SELECTED EXTRACT:
==============================

Histograms#
matviz provides two main histogram functions:
nhist— smart 1D histograms with automatic binningndhist— 2D density histograms (heat maps)
Both use Scott’s normal reference rule for bin selection and handle edge cases gracefully.
import numpy as np
import matplotlib.pyplot as plt
from matviz.histogram_utils import nhist, ndhist
from matviz.viz import subplotter, title
nhist — 1D Histograms#
Single array#
y = np.random.randn(10000)
fig = nhist(y)
title('Single distribution')
plt.show()
Dictionary input — compare distributions#
A = {'mu=0': np.random.randn(100000), 'mu=2': np.random.randn(5000) + 2}
fig = nhist(A)
plt.show()
Key parameters#
A = {'Group A': np.random.randn(10000), 'Group B': np.random.randn(5000) + 1.5}
plt.figure(figsize=(15, 8))
subplotter(2, 3, 0)
nhist(A, f=0.5)
title('f=0.5 (fewer bins)')
subplotter(2, 3, 1)
nhist(A, f=4)
title('f=4 (more bins)')
subplotter(2, 3, 2)
nhist(A, color='viridis')
title('color="viridis"')
subplotter(2, 3, 3)
nhist(A, normalize='percent')
title('normalize="percent"')
subplotter(2, 3, 4)
nhist(A, same_bins_flag=True)
title('same_bins_flag=True')
subplotter(2, 3, 5)
nhist(A, noerror=True)
title('noerror=True')
plt.show()
Integer bins and axis limits#
integers = np.random.randint(0, 20, 5000)
fig = nhist(integers, int_bins_flag=True)
title('Integer bins')
plt.show()
data = np.random.randn(10000)
fig = nhist(data, minx=-2, maxx=2, exclude_extremes=True)
title('Clipped to [-2, 2], extremes excluded')
plt.show()
DataFrame input#
import pandas as pd
df = pd.DataFrame({
'Sensor A': np.random.randn(1000),
'Sensor B': np.random.randn(1000) + 0.5,
})
fig = nhist(df)
plt.show()
Accessing return data#
fig = nhist(np.random.randn(1000))
print('Bin counts:', fig.nhist['N'][0][:5], '...')
print('Bin edges:', fig.nhist['bins'][0][:5], '...')
plt.show()
Bin counts: [ 0 1 2 5 12] ...
Bin edges: [-3.55368336 -3.26462916 -2.97557496 -2.68652076 -2.39746656] ...
ndhist — 2D Histograms#
Basic 2D histogram#
x = np.random.randn(5000)
y = x + np.random.randn(5000)
fig = ndhist(x, y)
plt.colorbar()
plt.xlabel('x')
plt.ylabel('y')
plt.show()

==============================

LISTING:
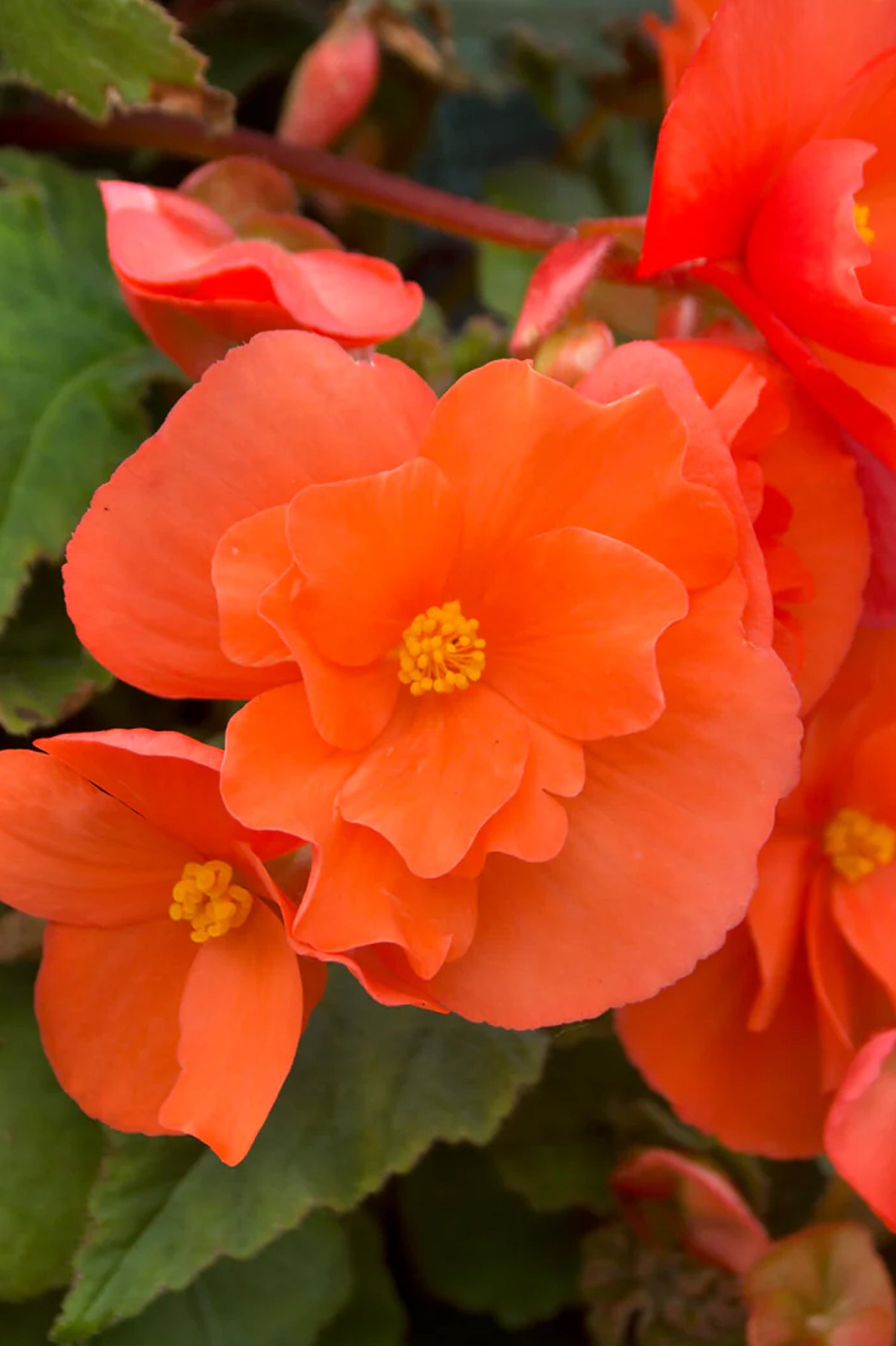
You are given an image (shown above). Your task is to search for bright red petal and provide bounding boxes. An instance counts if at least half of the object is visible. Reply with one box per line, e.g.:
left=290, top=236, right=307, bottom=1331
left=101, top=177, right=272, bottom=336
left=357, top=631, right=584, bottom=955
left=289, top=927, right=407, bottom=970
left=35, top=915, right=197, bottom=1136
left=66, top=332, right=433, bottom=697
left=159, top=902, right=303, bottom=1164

==============================

WHAT TO DO:
1 > Answer these about the matviz histograms page:
(a) Which rule do both histogram functions use to choose bins?
(b) Which value of f does the page label as giving fewer bins?
(c) Which key of fig.nhist holds the bin counts?
2 > Reproduce the matviz histograms page between "subplotter(2, 3, 4)" and "minx=-2, maxx=2, exclude_extremes=True)", inclusive.

TASK-BY-TASK OUTPUTS:
1 >
(a) Scott's normal reference rule
(b) f=0.5
(c) 'N'

2 >
subplotter(2, 3, 4)
nhist(A, same_bins_flag=True)
title('same_bins_flag=True')
subplotter(2, 3, 5)
nhist(A, noerror=True)
title('noerror=True')
plt.show()
Integer bins and axis limits#
integers = np.random.randint(0, 20, 5000)
fig = nhist(integers, int_bins_flag=True)
title('Integer bins')
plt.show()
data = np.random.randn(10000)
fig = nhist(data, minx=-2, maxx=2, exclude_extremes=True)